◆ **Prompt**
Check every line below for the string "hand". Copy the ones that have it.

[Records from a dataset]
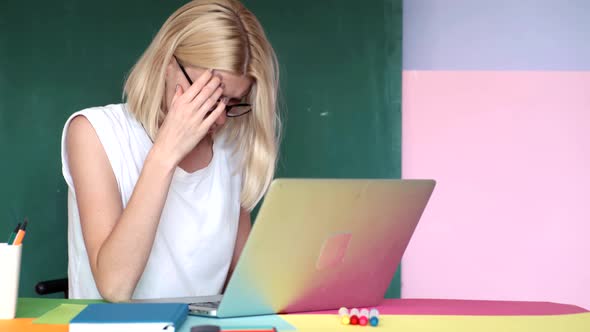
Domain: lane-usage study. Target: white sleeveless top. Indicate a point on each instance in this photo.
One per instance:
(195, 239)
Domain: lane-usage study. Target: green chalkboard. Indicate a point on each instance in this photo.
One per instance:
(341, 85)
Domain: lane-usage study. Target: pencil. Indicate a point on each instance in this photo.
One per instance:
(21, 234)
(13, 234)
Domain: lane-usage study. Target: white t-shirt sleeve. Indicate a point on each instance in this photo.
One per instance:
(104, 124)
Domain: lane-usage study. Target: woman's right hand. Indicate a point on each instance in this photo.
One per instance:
(187, 122)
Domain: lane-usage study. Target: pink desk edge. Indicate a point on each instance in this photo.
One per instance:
(469, 307)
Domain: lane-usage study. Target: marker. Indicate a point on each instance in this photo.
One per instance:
(13, 234)
(21, 234)
(343, 313)
(365, 312)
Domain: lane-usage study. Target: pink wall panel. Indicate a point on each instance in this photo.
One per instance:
(510, 217)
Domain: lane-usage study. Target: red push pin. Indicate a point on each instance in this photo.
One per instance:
(363, 321)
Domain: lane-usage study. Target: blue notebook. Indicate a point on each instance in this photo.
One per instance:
(130, 317)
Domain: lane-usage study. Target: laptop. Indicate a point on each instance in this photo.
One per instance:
(320, 244)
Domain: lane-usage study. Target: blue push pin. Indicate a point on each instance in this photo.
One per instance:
(374, 317)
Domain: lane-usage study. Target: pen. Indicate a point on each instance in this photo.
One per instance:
(21, 234)
(250, 329)
(13, 234)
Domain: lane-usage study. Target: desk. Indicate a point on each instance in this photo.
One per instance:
(397, 315)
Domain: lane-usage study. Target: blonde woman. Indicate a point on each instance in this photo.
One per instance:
(161, 186)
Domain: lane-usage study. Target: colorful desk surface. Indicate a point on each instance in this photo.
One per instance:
(396, 315)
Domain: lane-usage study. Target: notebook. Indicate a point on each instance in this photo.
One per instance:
(115, 317)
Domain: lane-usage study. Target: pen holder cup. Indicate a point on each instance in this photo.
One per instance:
(10, 258)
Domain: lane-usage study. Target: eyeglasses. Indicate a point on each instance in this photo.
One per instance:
(232, 111)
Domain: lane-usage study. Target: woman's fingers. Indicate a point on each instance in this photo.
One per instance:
(209, 103)
(201, 83)
(208, 121)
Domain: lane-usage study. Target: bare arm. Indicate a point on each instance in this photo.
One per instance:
(119, 241)
(244, 227)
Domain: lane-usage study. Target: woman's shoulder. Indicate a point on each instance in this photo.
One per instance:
(112, 113)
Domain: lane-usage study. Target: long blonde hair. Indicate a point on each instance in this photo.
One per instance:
(218, 34)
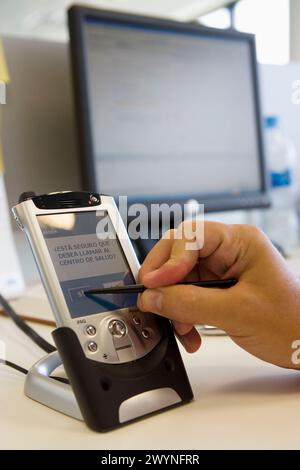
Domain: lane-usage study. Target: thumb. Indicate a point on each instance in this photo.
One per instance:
(192, 305)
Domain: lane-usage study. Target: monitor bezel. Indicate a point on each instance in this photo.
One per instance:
(213, 202)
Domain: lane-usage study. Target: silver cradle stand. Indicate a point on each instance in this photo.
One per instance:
(39, 386)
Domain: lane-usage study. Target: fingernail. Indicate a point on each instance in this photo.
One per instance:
(152, 300)
(149, 276)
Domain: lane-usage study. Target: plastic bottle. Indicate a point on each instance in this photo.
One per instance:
(281, 222)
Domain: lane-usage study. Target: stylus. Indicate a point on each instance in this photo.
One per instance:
(139, 288)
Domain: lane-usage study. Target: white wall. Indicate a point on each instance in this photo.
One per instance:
(277, 93)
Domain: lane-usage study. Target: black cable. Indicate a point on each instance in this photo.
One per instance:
(25, 371)
(14, 366)
(33, 335)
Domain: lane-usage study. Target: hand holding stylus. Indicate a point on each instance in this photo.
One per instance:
(261, 311)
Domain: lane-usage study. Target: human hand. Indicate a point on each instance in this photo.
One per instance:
(261, 313)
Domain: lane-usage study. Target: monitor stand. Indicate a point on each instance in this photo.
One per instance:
(47, 390)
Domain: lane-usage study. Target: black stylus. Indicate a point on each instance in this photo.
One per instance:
(139, 288)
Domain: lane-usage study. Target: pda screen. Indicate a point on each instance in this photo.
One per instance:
(84, 261)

◆ **Answer for this exercise**
Domain: lane-usage study. Target: woman's right hand. Indicate a point on each instance in this photo.
Domain: lane-usage study. Target: hand holding stylus. Indicate a point on each instance in this photo.
Domain: lane-usage study. Target: human hand. Indicate a point on each instance in this photo.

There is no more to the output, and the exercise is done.